**CHALLENGE**
Return every line of the data below with no changes.

····················

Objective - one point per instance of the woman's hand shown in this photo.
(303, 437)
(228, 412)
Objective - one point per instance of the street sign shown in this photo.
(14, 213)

····················

**PROBLEM SOLUTION**
Objective - one point per instance of the woman's hand shown in this photo.
(303, 437)
(228, 412)
Objective - one point per instance of the street sign shown in this photo.
(14, 213)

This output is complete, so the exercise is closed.